Extract to read:

────────────────────────────────────────

Previously, its largest 2.5-inch notebook drive was 120 GB. Now, with a 200 GB drive, users could store 42 DVD movies or 269 music CDs or 204,800 high-res photos at 1 megabyte each. Toshiba expects the drives to start showing up in computer makers' high-end lines that target gamers, multimedia users and anyone who needs lots of digital space.
To make the leap, Toshiba used PMR, which stacks digital data perpendicularly on the hard drive instead of horizontally. The improvement can squeeze up to 10 times more data bits on the same-sized drive. At the moment, only one other competitor, Seagate Technology, makes PMR drives. Seagate recently announced a 750-GB desktop drive, which should be available in stores soon for $590. Seagate also has a 160-GB PMR notebook drive.

IBM introduced the first hard drive 50 years ago based on longitudinal technology, which has been used ever since. To increase capacity, companies shrunk data bits but the limit was reached a few years ago, said Mike Hall, a spokesman at Seagate. To increase capacity again, the industry had to go perpendicular.
"We used longitudinal recording for 50 years. It took us that long to reach the 500 GB capacity. In the first iteration of perpendicular recording (to 750 GB), we've increased capacity by 50 percent," Hall said.

────────────────────────────────────────

Data:
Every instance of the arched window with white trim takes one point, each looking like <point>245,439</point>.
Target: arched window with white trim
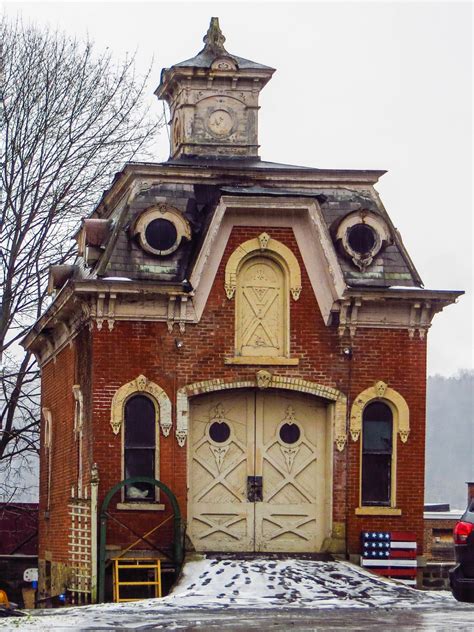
<point>377,479</point>
<point>261,317</point>
<point>140,446</point>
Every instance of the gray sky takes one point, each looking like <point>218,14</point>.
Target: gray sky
<point>359,85</point>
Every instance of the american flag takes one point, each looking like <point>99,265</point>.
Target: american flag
<point>390,554</point>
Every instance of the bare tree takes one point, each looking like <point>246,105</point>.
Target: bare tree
<point>70,119</point>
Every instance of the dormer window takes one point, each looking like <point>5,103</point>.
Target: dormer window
<point>361,238</point>
<point>160,229</point>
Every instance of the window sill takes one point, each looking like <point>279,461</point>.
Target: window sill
<point>378,511</point>
<point>262,360</point>
<point>140,507</point>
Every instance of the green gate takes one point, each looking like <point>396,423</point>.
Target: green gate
<point>177,531</point>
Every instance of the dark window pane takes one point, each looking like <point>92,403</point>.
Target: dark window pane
<point>139,422</point>
<point>377,437</point>
<point>139,462</point>
<point>377,411</point>
<point>361,238</point>
<point>376,475</point>
<point>377,428</point>
<point>219,431</point>
<point>161,234</point>
<point>290,433</point>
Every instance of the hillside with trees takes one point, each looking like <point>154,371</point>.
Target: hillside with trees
<point>449,438</point>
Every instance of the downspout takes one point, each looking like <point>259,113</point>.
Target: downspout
<point>94,503</point>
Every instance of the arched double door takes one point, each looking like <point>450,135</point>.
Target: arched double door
<point>259,472</point>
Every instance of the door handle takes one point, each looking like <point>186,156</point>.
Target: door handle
<point>254,489</point>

────────────────────────────────────────

Exercises to complete:
1. List every company named in the text on perpendicular recording hard drives.
2. Swap "gamers" for "video editors" and write out everything in the hard drive text from "Previously, its largest" down to "of digital space.".
3. Extend the text on perpendicular recording hard drives from where it stops.

Set of answers:
1. Toshiba, Seagate Technology, IBM

2.
Previously, its largest 2.5-inch notebook drive was 120 GB. Now, with a 200 GB drive, users could store 42 DVD movies or 269 music CDs or 204,800 high-res photos at 1 megabyte each. Toshiba expects the drives to start showing up in computer makers' high-end lines that target video editors, multimedia users and anyone who needs lots of digital space.

3.
Toshiba's advance is very significant for consumers and for the industry, said John Donovan, vice president of market researcher TrendFocus. It shows that a company doesn't have to make every single component of the drive to succeed (Toshiba buys hard-drive parts, like heads and media, from other companies, while Seagate builds everything in house). That's good news for companies in similar situations, such as Western Digital. It's important for investors to understand that, Donovan said.
"The important thing about the drives is that these won't just be in Toshiba notebooks, but several big-name companies really want this product," Donovan said. "These will also expand into multiple segments, not just the notebook side, but the desktop side, the consumer electronics side for LCD TVs and all-in-one TVs."


Other hard-drive competitors, including Western Digital in Lake Forest, have said they plan to add the technology later this year.